* Start DOCUMENT *

[mirrorbrain-commits] r8225 - /trunk/docs/tuning.rst

From: <poeml_at_mirrorbrain.org>
Date: Sun, 14 Nov 2010 13:33:53 -0000
Author: poeml
Date: Sun Nov 14 14:33:50 2010
New Revision: 8225

URL: http://svn.mirrorbrain.org/viewvc/mirrorbrain?rev=8225&view=rev
Log:
docs/tuning:
- finally, the PostgreSQL tuning section has been completed (extensively).

Modified:
    trunk/docs/tuning.rst

Modified: trunk/docs/tuning.rst
URL: http://svn.mirrorbrain.org/viewvc/mirrorbrain/trunk/docs/tuning.rst?rev=8225&r1=8224&r2=8225&view=diff
==============================================================================
--- trunk/docs/tuning.rst (original)
+++ trunk/docs/tuning.rst Sun Nov 14 14:33:50 2010
_at_@ -75,6 +75,12 @@
 for testing purposes, or for upgrade purposes (killing Apache with SIGWINCH for
 graceful stop, and starting a new one while the old one still continues to
 serve requests to their end).
+
+Having said that, if you find that you need a hundred connections or more in an
+everyday situation, there is something wrong -- then you need to check if you
+chose the Apache threading model, check for the size of the database connection
+pool, and verify that there are no big bottlenecks in the database (which
+causes Apache to stall and stack up working threads and connections).
 
 
 Thread stack size
_at_@ -115,6 +121,12 @@
     KeepAliveTimeout 2
 
 
+.. note::
+   When it is getting *really* serious, like when you are slashdotted, don't
+   hesitate to simply switch KeepAlive off. You will see a drastic improvement,
+   and probably save you. (If you did your homework and your website is lean
+   and fast otherwise ;-) If it is fat and bloated, there is not much to do.)
+
 
 .. _tuning_postgresql:
 
_at_@ -133,20 +145,104 @@
 Memory sizing
 ^^^^^^^^^^^^^
 
-.. describe:: shared_buffers
+With a small database, using only a few megabytes, there will not be much need
+for tuning. With larger databases, that go into the hundreds of megabytes,
+tuning becomes important.
+
+.. note::
 
    Make sure to reserve enough memory for the database, especially if it will
    be large. As a rough first estimate, it is usually sufficient and optimal if
    the reserved RAM is about the same as the database size on disk.
    
-   There is a special command :program:`mb db sizes` that helps you to assess
-   the size of your databases. See :ref:`mb_db_sizes`.
-
-.. FIXME: describe in detail
-
-
-Other parameters
+Allocating memory to the database is done in the following way. PostgreSQL
+largely relies on buffer caching done by the OS. Thus, the first measure in
+"reserving" memory is to *not* run too much other stuff on the machine, which
+would compete for memory, or (in other words) having enough memory. In general,
+PostgreSQL's performance reaches its maximum when the whole dataset, including
+indexes, fits in to the amount of RAM available for caching. (That statement is
+true if the whole dataset is actually used -- if only parts are used, top
+performance will be reached already with less memory. MirrorBrain tends to use
+the whole dataset, at least during mirror scanning.)

* End DOCUMENT *

**JOB A**
According to the commit notice, what should you do with KeepAlive when things get really serious, such as being slashdotted?
**JOB B**
From the commit notice, set down the passage starting with "-.. describe:: shared_buffers" and going on through "size on disk.".
**JOB C**
In the commit notice, what three things should you check if you need a hundred connections or more in an everyday situation?

* Start INFORMATION GIVEN *

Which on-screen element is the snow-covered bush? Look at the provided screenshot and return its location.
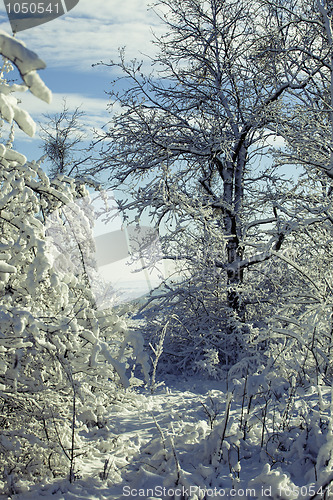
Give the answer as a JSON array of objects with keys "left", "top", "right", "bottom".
[{"left": 0, "top": 34, "right": 146, "bottom": 493}]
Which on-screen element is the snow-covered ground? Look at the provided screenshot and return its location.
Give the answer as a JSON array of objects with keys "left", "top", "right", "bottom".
[{"left": 7, "top": 376, "right": 333, "bottom": 500}]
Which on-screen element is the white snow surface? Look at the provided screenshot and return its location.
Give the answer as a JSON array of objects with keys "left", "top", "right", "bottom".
[{"left": 6, "top": 375, "right": 332, "bottom": 500}]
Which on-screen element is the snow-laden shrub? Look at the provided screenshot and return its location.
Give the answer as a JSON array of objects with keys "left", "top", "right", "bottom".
[
  {"left": 136, "top": 263, "right": 259, "bottom": 378},
  {"left": 0, "top": 35, "right": 147, "bottom": 493}
]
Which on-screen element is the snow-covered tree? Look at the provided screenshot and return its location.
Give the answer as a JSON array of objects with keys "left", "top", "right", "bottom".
[
  {"left": 0, "top": 33, "right": 148, "bottom": 493},
  {"left": 87, "top": 0, "right": 325, "bottom": 368}
]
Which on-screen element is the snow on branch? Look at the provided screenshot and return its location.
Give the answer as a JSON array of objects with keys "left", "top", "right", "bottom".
[{"left": 0, "top": 30, "right": 52, "bottom": 137}]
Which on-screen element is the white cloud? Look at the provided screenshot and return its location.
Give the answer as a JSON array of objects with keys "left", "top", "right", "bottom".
[{"left": 11, "top": 92, "right": 110, "bottom": 142}]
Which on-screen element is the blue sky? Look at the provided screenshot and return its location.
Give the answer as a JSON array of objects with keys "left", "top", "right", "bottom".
[
  {"left": 0, "top": 0, "right": 169, "bottom": 295},
  {"left": 0, "top": 0, "right": 161, "bottom": 159}
]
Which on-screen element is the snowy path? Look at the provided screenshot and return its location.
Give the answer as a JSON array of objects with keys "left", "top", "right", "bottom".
[{"left": 12, "top": 379, "right": 224, "bottom": 500}]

* End INFORMATION GIVEN *

**OUTPUT A**
Switch KeepAlive off.

**OUTPUT B**
-.. describe:: shared_buffers
+With a small database, using only a few megabytes, there will not be much need
+for tuning. With larger databases, that go into the hundreds of megabytes,
+tuning becomes important.
+
+.. note::
 
    Make sure to reserve enough memory for the database, especially if it will
    be large. As a rough first estimate, it is usually sufficient and optimal if
    the reserved RAM is about the same as the database size on disk.

**OUTPUT C**
- Whether you chose the Apache threading model
- The size of the database connection pool
- Whether there are big bottlenecks in the database